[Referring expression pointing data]
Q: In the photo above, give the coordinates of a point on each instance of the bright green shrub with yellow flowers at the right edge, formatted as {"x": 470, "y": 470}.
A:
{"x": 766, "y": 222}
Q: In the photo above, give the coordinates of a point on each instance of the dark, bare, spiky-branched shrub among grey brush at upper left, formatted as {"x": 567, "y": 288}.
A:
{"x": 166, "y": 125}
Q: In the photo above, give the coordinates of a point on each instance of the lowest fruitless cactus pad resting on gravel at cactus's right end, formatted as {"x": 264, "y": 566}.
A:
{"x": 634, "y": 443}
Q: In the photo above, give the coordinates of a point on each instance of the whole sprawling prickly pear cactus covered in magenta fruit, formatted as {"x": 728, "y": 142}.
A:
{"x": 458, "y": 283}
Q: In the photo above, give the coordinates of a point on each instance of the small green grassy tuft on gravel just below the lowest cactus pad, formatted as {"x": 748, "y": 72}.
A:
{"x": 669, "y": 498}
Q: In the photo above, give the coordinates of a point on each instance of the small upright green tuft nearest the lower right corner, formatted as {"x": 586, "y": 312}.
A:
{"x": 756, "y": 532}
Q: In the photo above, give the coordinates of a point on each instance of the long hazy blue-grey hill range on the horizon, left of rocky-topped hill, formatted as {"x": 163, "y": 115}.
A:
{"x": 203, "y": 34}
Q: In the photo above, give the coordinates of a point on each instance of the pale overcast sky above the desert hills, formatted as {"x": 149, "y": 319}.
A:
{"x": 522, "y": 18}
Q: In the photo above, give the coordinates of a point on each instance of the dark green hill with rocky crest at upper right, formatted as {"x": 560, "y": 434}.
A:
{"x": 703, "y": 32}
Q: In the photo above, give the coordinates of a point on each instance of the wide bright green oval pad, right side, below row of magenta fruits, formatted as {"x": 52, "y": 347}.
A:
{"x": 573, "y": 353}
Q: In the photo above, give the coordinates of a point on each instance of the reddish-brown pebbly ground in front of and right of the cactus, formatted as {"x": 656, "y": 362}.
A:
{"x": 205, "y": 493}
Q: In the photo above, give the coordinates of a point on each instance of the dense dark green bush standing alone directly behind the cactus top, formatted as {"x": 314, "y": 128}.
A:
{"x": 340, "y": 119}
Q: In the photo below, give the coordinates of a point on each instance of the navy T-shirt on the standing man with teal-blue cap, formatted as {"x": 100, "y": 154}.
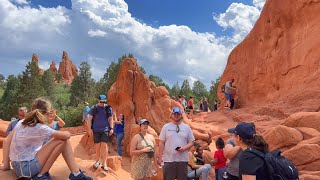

§ **Task**
Look through the entries above. Copy each line in which the string "standing" occurs.

§ **Solved exercise**
Q: In the photo above, give the coordinates of a point on each instance of the dense dark green bush standing alone directly behind the cactus top, formatted as {"x": 314, "y": 128}.
Q: In the photo below, give the coordinates of a point on each instance of the navy T-shirt on the standing man with teal-blue cap, formatted as {"x": 100, "y": 154}.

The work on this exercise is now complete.